BEGIN

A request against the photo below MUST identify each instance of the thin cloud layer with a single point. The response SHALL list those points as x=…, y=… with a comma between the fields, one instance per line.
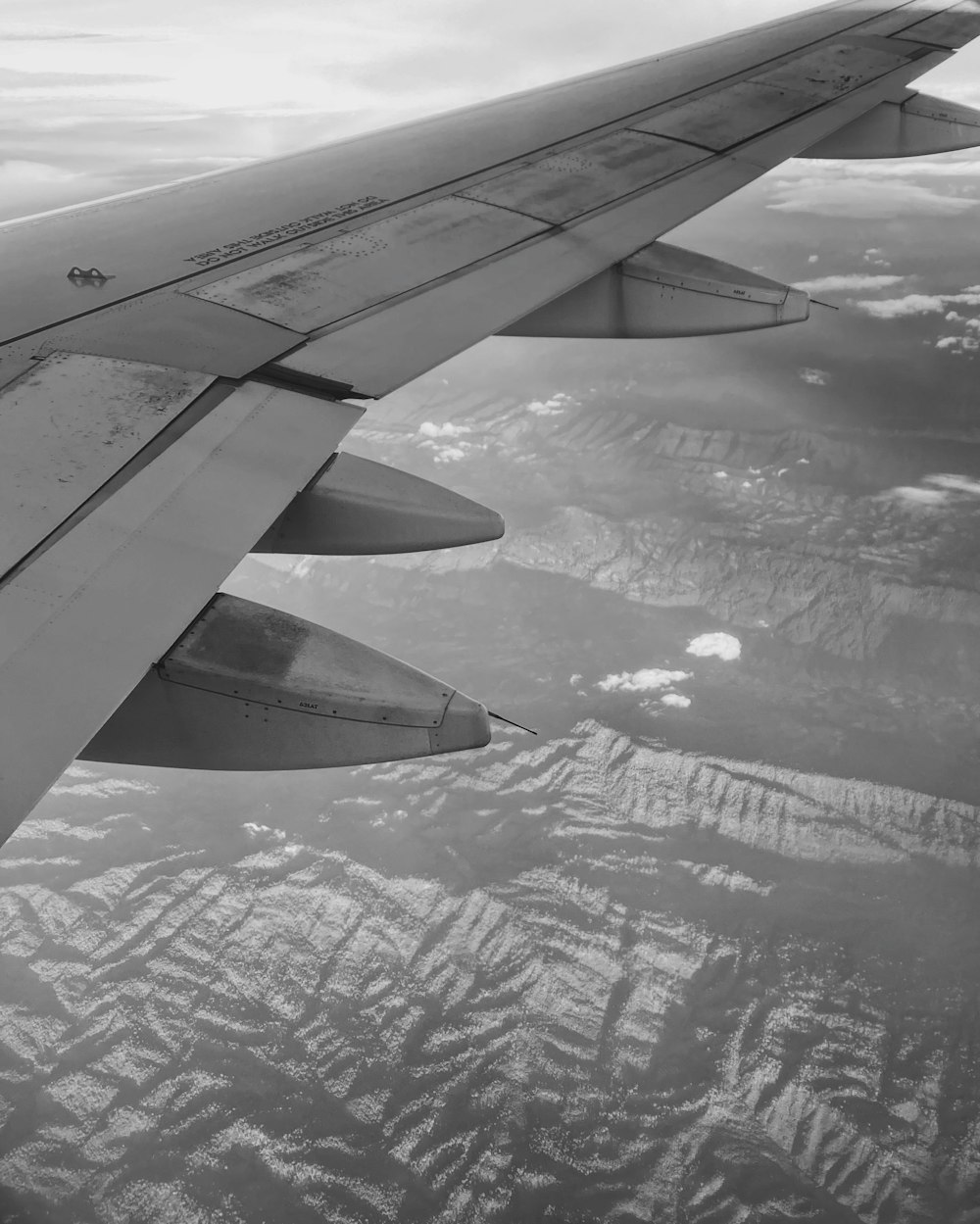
x=855, y=281
x=917, y=304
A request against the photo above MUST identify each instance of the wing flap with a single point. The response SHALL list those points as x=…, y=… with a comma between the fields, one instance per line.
x=728, y=117
x=316, y=286
x=384, y=349
x=67, y=427
x=954, y=28
x=566, y=185
x=81, y=624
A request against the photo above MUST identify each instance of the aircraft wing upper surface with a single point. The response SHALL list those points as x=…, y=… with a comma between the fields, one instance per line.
x=177, y=368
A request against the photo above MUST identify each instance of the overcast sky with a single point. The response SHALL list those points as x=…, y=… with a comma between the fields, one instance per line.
x=100, y=96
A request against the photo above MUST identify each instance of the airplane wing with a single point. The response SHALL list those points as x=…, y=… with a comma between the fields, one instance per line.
x=178, y=367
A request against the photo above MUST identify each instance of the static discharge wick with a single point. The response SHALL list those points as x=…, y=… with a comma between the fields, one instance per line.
x=499, y=717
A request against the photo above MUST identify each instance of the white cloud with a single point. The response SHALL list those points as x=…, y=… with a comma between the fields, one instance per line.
x=648, y=679
x=553, y=407
x=429, y=430
x=255, y=830
x=815, y=377
x=719, y=645
x=955, y=483
x=857, y=281
x=451, y=455
x=867, y=197
x=677, y=701
x=916, y=304
x=915, y=496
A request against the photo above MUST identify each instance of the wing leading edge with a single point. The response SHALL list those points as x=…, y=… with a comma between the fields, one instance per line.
x=156, y=431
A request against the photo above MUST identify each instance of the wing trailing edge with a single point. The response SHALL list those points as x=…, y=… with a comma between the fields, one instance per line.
x=915, y=127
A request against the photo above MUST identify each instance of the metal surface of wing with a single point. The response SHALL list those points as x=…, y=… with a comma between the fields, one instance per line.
x=232, y=313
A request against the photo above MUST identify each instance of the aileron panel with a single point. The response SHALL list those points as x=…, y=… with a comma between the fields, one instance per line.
x=565, y=185
x=67, y=427
x=315, y=286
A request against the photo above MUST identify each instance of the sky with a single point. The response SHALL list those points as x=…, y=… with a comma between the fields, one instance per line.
x=109, y=94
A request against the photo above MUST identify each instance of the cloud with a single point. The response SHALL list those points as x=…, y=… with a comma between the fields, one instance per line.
x=916, y=304
x=955, y=483
x=429, y=430
x=914, y=496
x=850, y=283
x=677, y=701
x=865, y=198
x=451, y=455
x=553, y=407
x=648, y=679
x=815, y=377
x=256, y=830
x=719, y=645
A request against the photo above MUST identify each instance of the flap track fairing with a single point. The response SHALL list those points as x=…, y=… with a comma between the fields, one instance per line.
x=251, y=688
x=662, y=291
x=360, y=507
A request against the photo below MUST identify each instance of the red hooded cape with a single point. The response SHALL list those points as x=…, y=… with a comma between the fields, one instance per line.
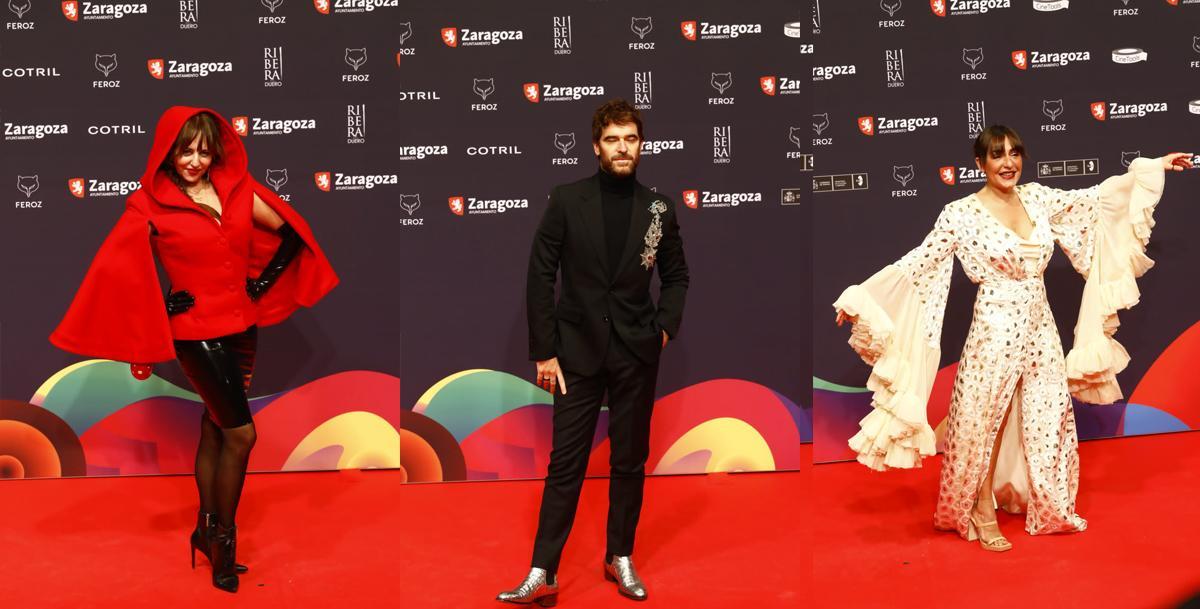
x=119, y=312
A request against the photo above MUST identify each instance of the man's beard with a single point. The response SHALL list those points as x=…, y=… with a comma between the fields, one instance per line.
x=612, y=169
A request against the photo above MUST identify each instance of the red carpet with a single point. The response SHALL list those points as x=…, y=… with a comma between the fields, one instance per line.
x=346, y=540
x=876, y=546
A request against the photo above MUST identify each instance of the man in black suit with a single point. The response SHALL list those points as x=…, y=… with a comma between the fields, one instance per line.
x=606, y=234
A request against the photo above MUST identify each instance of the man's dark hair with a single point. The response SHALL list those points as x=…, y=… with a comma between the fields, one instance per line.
x=615, y=112
x=991, y=140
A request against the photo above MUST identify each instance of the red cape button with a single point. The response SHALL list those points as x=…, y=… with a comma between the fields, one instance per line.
x=141, y=371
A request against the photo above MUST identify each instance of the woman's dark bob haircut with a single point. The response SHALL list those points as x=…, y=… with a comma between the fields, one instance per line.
x=991, y=142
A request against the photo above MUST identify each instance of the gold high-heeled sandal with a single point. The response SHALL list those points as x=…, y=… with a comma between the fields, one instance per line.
x=995, y=544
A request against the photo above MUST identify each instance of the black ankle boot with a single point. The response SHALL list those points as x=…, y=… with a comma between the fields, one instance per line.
x=223, y=547
x=201, y=538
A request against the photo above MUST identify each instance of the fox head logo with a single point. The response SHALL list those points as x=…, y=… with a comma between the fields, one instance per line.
x=323, y=180
x=820, y=122
x=767, y=84
x=1051, y=108
x=564, y=142
x=721, y=82
x=947, y=175
x=19, y=8
x=355, y=58
x=409, y=203
x=641, y=26
x=867, y=125
x=156, y=67
x=688, y=29
x=276, y=178
x=972, y=56
x=484, y=86
x=1021, y=59
x=28, y=185
x=106, y=64
x=532, y=91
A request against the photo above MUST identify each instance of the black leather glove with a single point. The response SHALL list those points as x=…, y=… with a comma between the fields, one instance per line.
x=179, y=301
x=289, y=246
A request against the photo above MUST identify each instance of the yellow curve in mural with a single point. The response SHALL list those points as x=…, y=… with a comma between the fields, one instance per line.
x=731, y=444
x=366, y=440
x=45, y=390
x=424, y=401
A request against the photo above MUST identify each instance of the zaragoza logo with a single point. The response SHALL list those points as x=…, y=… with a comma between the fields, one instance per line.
x=323, y=180
x=867, y=125
x=76, y=185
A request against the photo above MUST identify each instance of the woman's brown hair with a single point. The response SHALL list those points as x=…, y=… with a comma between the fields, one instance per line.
x=205, y=126
x=991, y=140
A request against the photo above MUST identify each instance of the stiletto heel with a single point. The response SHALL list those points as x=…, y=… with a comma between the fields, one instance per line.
x=223, y=548
x=995, y=544
x=201, y=536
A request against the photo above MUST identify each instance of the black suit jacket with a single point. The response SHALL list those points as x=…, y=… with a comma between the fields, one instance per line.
x=594, y=299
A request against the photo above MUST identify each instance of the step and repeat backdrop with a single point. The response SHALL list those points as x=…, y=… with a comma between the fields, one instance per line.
x=900, y=89
x=420, y=140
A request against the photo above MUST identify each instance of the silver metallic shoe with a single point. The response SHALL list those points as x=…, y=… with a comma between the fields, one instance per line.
x=535, y=589
x=622, y=571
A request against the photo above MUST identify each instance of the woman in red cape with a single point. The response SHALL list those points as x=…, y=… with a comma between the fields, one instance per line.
x=238, y=257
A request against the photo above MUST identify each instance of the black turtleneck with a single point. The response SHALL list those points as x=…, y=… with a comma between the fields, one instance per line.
x=617, y=200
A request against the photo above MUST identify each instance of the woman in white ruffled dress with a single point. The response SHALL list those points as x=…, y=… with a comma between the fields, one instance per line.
x=1013, y=381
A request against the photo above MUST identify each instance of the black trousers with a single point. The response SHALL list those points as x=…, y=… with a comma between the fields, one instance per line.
x=220, y=369
x=629, y=385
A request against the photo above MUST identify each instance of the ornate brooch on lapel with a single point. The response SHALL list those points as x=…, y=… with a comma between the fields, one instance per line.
x=653, y=234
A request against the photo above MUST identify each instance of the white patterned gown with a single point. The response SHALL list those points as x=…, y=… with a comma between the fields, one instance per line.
x=1013, y=354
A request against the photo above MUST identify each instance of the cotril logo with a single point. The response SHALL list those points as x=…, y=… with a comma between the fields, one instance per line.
x=767, y=84
x=947, y=175
x=532, y=91
x=323, y=180
x=689, y=30
x=867, y=125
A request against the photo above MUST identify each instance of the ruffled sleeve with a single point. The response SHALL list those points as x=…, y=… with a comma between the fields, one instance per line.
x=897, y=330
x=1104, y=230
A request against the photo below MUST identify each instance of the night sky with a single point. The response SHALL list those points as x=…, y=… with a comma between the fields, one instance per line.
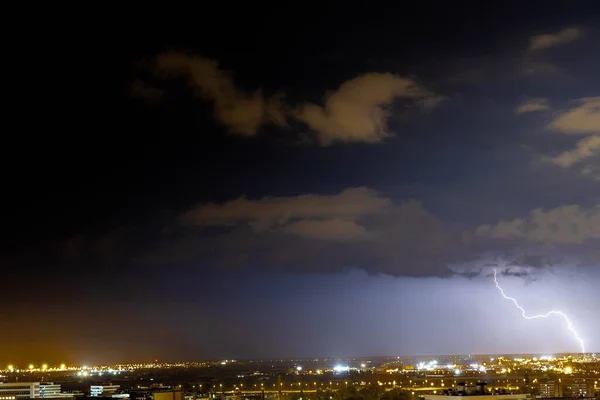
x=318, y=179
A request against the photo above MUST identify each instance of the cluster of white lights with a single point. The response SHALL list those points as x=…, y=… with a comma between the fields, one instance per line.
x=341, y=368
x=430, y=366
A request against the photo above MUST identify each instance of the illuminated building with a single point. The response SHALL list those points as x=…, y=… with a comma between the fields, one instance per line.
x=177, y=395
x=580, y=388
x=550, y=389
x=21, y=390
x=103, y=391
x=50, y=389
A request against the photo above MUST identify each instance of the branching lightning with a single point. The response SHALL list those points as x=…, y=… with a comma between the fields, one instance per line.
x=548, y=314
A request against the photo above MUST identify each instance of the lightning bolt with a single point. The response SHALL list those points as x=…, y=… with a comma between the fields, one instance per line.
x=548, y=314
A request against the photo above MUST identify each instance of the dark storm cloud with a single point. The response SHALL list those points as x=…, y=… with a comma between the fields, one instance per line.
x=356, y=228
x=358, y=110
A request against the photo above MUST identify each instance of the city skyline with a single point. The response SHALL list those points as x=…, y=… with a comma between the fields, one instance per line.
x=258, y=181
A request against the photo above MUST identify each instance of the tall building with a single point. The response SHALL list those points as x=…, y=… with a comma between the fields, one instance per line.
x=30, y=390
x=580, y=388
x=550, y=389
x=50, y=389
x=103, y=390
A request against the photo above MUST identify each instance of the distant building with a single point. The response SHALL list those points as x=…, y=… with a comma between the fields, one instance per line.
x=103, y=390
x=177, y=395
x=30, y=390
x=480, y=397
x=550, y=389
x=580, y=388
x=50, y=389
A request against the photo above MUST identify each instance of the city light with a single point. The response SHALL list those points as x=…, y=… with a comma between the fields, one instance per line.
x=548, y=314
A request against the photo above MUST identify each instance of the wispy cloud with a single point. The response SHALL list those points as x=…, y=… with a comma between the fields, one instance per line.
x=544, y=41
x=582, y=119
x=532, y=105
x=357, y=111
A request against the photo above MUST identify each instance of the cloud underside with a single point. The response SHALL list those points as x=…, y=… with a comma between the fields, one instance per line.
x=544, y=41
x=357, y=111
x=357, y=228
x=581, y=120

END

ASSIGNMENT.
Each line from the one containing "of the wispy" through the end of the material must be returned exactly; no other line should appear.

TASK OUTPUT.
A request against the photo above MUST identify each instance of the wispy cloud with a single point. The response SHALL list those points as x=…, y=… with a comma between the fields, one instance per line.
x=544, y=41
x=582, y=119
x=532, y=105
x=357, y=111
A request against the photo above MUST identify each instance of the cloud underside with a single point. The response SHALL list those points as x=…, y=… with a comma between the fields, one instance per line.
x=544, y=41
x=357, y=111
x=357, y=228
x=581, y=120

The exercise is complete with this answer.